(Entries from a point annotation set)
□ □ □
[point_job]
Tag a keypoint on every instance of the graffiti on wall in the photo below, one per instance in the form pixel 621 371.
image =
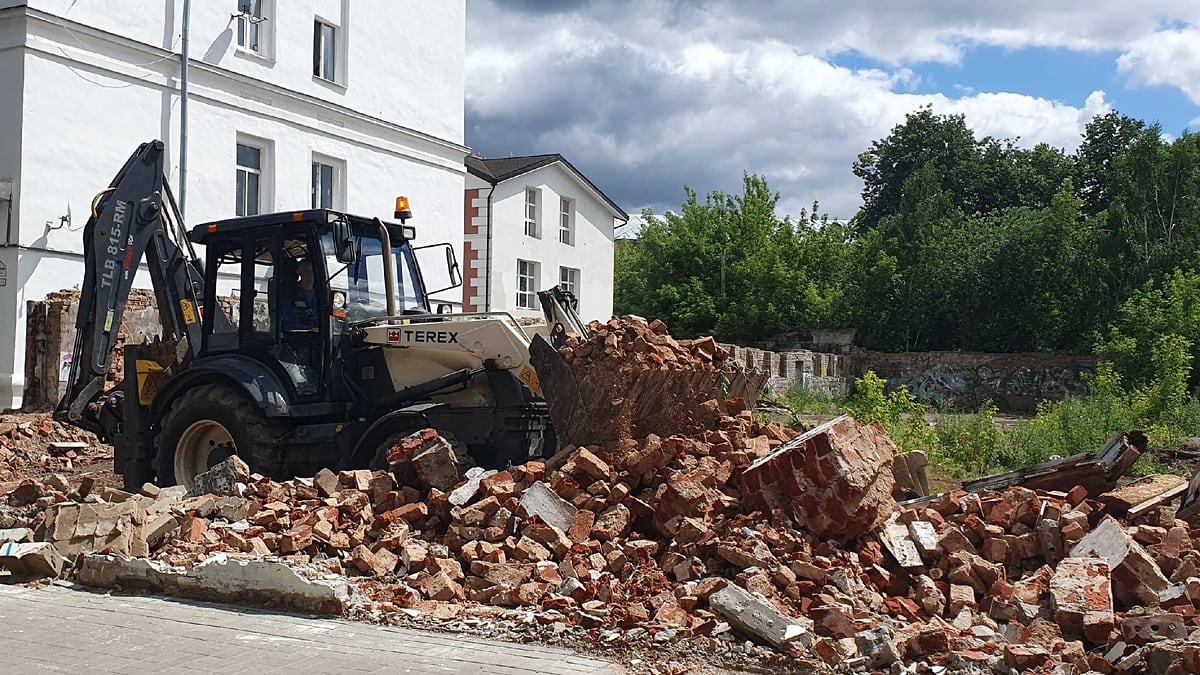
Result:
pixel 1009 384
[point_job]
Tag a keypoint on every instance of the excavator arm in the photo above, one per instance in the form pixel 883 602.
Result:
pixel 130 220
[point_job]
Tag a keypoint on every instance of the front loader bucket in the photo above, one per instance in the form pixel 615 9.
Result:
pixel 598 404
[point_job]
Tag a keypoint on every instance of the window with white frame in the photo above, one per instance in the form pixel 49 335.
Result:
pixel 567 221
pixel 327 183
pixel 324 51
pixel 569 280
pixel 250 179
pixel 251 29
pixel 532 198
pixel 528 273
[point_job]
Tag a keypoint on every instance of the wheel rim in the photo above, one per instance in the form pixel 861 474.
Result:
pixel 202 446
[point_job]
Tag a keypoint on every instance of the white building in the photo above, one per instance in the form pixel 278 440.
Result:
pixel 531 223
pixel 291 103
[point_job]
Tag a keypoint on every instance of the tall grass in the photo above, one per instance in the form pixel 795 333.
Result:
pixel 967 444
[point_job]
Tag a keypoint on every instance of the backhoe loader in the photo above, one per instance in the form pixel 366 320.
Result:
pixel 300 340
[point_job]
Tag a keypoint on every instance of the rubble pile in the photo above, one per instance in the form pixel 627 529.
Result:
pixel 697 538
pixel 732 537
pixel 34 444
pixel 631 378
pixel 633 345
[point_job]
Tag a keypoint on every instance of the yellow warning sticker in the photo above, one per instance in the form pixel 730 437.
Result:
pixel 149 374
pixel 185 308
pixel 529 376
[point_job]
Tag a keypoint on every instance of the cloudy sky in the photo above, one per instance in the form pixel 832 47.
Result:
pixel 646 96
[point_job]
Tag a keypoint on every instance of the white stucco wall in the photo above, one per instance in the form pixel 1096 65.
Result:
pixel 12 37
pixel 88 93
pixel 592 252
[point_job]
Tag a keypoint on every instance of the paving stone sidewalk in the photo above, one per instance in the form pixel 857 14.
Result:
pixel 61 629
□ □ □
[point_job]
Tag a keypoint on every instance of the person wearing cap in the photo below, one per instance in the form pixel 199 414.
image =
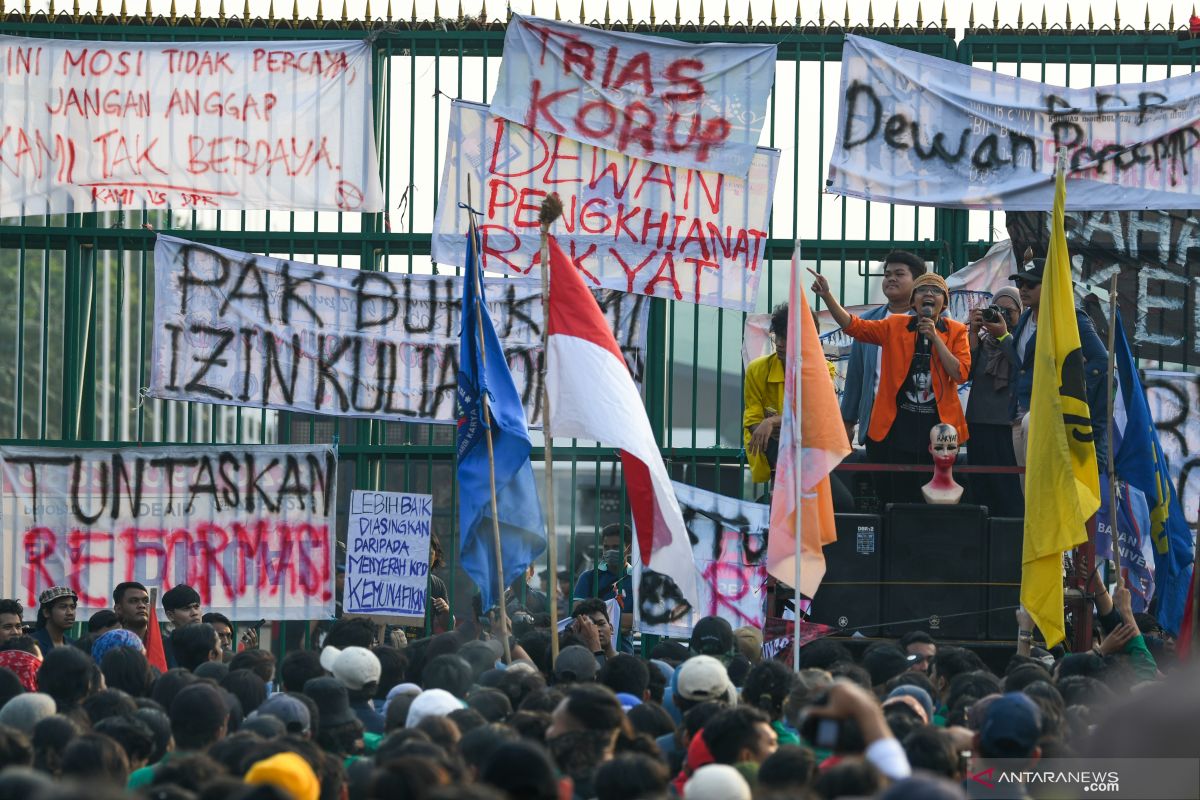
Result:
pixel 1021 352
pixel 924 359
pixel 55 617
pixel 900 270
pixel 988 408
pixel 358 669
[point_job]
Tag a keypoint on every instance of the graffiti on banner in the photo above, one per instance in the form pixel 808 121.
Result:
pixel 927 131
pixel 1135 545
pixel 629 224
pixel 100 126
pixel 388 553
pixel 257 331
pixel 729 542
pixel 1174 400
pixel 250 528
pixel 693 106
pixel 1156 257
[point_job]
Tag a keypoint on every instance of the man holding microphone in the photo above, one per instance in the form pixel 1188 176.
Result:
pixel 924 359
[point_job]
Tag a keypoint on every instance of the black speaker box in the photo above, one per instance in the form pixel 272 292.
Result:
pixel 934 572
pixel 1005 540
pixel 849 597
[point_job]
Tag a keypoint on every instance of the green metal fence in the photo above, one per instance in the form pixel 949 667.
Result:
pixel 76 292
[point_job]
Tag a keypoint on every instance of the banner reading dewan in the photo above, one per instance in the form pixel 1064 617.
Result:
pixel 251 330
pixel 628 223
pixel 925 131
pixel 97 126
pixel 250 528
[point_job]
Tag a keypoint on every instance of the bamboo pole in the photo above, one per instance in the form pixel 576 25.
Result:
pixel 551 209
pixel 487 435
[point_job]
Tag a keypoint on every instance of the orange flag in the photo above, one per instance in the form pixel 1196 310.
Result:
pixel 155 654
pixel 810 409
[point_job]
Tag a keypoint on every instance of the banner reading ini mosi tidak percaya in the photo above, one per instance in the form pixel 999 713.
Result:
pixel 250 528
□ □ □
◆ **PROBLEM DESCRIPTION**
Please list every line in the records above that contains the word "wall".

◆ **THE REPLY**
Tag a keypoint on every instance of the graffiti on wall in the photo below, one per instance in the form pixel 621 371.
Tag a keypoint on every instance of the white stucco wall in the photo above, one per instance in the form pixel 1096 65.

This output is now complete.